(Point-based annotation data)
* begin *
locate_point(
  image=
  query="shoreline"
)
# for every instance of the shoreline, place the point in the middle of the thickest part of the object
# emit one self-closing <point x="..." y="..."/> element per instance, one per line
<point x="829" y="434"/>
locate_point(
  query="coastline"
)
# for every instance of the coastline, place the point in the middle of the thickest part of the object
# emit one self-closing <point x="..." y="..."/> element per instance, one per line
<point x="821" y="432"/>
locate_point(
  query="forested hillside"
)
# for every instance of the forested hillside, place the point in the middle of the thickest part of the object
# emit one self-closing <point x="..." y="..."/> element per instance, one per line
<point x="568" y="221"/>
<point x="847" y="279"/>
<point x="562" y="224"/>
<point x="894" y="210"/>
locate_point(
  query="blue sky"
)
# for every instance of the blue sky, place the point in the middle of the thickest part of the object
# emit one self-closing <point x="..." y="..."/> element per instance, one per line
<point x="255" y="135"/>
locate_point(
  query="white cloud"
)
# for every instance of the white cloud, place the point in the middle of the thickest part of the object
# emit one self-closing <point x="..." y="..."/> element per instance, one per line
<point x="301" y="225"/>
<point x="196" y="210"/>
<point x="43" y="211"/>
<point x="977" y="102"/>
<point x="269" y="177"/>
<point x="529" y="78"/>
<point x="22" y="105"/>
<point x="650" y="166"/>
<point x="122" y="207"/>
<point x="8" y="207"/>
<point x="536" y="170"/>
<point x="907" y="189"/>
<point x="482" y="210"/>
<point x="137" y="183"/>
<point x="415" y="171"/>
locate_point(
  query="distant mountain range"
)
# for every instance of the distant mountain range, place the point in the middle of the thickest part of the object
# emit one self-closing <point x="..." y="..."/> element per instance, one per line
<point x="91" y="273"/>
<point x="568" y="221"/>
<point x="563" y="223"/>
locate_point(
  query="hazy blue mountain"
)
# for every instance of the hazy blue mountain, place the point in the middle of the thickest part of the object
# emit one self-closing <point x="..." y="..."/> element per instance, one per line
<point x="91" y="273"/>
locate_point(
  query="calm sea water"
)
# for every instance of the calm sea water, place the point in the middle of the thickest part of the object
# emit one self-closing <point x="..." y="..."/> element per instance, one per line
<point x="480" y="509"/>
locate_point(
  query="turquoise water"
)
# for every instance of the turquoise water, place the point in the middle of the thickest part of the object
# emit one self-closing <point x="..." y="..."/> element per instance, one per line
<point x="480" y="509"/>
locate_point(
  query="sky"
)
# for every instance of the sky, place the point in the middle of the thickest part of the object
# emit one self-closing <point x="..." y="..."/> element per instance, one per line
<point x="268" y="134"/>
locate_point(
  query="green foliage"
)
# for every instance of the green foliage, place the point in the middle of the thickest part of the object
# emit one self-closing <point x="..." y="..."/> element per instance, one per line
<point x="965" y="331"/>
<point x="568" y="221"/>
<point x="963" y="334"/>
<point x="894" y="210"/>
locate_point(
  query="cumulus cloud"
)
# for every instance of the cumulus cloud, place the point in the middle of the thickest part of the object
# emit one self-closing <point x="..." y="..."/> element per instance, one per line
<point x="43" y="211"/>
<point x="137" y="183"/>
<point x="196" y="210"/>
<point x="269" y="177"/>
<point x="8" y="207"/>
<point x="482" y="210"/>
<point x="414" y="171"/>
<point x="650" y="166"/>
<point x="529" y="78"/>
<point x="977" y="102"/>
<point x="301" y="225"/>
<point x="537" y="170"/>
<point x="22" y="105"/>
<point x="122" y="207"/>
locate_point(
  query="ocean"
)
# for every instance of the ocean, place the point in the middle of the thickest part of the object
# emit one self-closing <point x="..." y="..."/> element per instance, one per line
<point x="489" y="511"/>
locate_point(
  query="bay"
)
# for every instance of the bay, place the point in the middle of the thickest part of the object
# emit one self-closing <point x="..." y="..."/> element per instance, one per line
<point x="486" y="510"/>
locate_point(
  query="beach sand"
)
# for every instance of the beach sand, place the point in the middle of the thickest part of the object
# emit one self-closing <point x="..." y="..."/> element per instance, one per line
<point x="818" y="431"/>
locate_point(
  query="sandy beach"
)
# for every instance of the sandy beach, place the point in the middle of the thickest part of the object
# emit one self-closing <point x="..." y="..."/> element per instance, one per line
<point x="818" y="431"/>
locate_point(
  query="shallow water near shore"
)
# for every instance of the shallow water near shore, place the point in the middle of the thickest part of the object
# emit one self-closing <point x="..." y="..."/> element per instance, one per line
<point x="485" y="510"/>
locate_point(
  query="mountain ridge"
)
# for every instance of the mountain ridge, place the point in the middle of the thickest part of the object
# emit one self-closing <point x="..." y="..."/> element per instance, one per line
* end *
__To be done__. Reproduce the material exactly, with every line intact.

__Exercise solution__.
locate_point(
  image=
  query="shoreline"
)
# for every instance of the shoreline, place the point in the middle of the thickest part of the object
# emit one self-closing <point x="..." y="..."/> element per instance, one per line
<point x="829" y="434"/>
locate_point(
  query="coastline"
)
# for every instance of the coastline, place the point in the middle of the thickest part of the object
# emit one self-closing <point x="..." y="..."/> element per instance, one per line
<point x="821" y="432"/>
locate_point(
  query="forested hillside"
)
# for every instance of the forested hillside, place the point in the middle of the thickest part of the object
# emit one self-closing <point x="..." y="..."/> element per instance, one per line
<point x="568" y="221"/>
<point x="847" y="279"/>
<point x="562" y="224"/>
<point x="894" y="210"/>
locate_point(
  query="blue sky"
)
# for every instance of the blue sky, place the point in the middle of the thickest part of the object
# emit one self-closing <point x="..." y="..."/> element per instance, one per line
<point x="255" y="135"/>
locate_point(
  query="white cloud"
)
# for every instance of the white cloud, place the point in the middle of the thickest part of the object
# emit one self-closing <point x="..." y="..."/> element per instance, one per line
<point x="301" y="225"/>
<point x="196" y="210"/>
<point x="43" y="211"/>
<point x="977" y="102"/>
<point x="269" y="177"/>
<point x="529" y="78"/>
<point x="22" y="105"/>
<point x="650" y="166"/>
<point x="122" y="207"/>
<point x="8" y="207"/>
<point x="536" y="170"/>
<point x="907" y="189"/>
<point x="482" y="210"/>
<point x="137" y="183"/>
<point x="415" y="171"/>
locate_point(
  query="distant mountain range"
)
# for every instance of the distant mountain range, place the point in the middle of the thickest part of the object
# emit one self-closing <point x="..." y="..."/> element per instance, one per line
<point x="91" y="273"/>
<point x="568" y="221"/>
<point x="563" y="223"/>
locate_point(
  query="hazy blue mountain"
)
# for every instance of the hazy blue mountain, place the point in the middle of the thickest part of the object
# emit one self-closing <point x="..." y="..."/> element per instance, one per line
<point x="91" y="273"/>
locate_point(
  query="calm sea water"
)
# for every instance of the calm sea water, place the point in the middle of the thickest part of the object
# emit one self-closing <point x="..." y="..."/> element per instance, one per line
<point x="480" y="509"/>
locate_point(
  query="turquoise water"
)
# for every instance of the turquoise water, place the point in the middle of the thickest part of the object
# emit one self-closing <point x="..." y="..."/> element per instance, one per line
<point x="480" y="509"/>
locate_point(
  query="sky"
)
# for every instance of the sky, place the point in the middle of the thickest part of the object
# emit one self-closing <point x="..." y="..."/> element per instance, one per line
<point x="268" y="134"/>
locate_point(
  query="green foliage"
)
# for every instance of the green foliage, place the point in the middle of the thickest part of the object
# emit one self-closing <point x="..." y="..."/> element per instance, one per line
<point x="965" y="331"/>
<point x="568" y="221"/>
<point x="963" y="334"/>
<point x="894" y="210"/>
locate_point(
  query="cumulus cloud"
)
# for every instance of the cumulus cloud, place the point in the middle of the thickest part of the object
# emit one self-closing <point x="..." y="..."/> element per instance, one per line
<point x="43" y="211"/>
<point x="137" y="183"/>
<point x="196" y="210"/>
<point x="269" y="177"/>
<point x="8" y="207"/>
<point x="482" y="210"/>
<point x="414" y="171"/>
<point x="650" y="166"/>
<point x="529" y="78"/>
<point x="977" y="102"/>
<point x="301" y="225"/>
<point x="537" y="170"/>
<point x="22" y="105"/>
<point x="122" y="207"/>
locate_point(
  query="ocean"
)
# for every instance of the ocean, place the point in the middle of the thickest part of the object
# emit one self-closing <point x="..." y="..."/> element per instance, one per line
<point x="489" y="511"/>
locate_point(
  query="bay"
)
# for every instance of the bay, place the point in the middle of the thickest part of the object
# emit one self-closing <point x="..." y="..."/> element per instance, one per line
<point x="486" y="510"/>
locate_point(
  query="beach sand"
)
# for every instance of the beach sand, place the point in the middle of the thickest part of the object
# emit one self-closing <point x="..." y="..."/> element per instance, one per line
<point x="818" y="431"/>
locate_point(
  query="sandy beach"
)
# for every instance of the sandy beach, place the point in the middle of the thickest part of the object
# emit one self-closing <point x="..." y="..."/> element per instance, one per line
<point x="818" y="431"/>
locate_point(
  query="shallow water near shore"
)
# for every instance of the shallow water near shore, place the point in the middle of the thickest part of the object
# emit one self-closing <point x="..." y="..."/> element per instance, one per line
<point x="485" y="510"/>
locate_point(
  query="mountain ridge"
)
# for every instance of the mountain ridge, place the point in the middle of the thickest part of the object
# emit one self-closing <point x="..." y="..."/> element per instance, one per line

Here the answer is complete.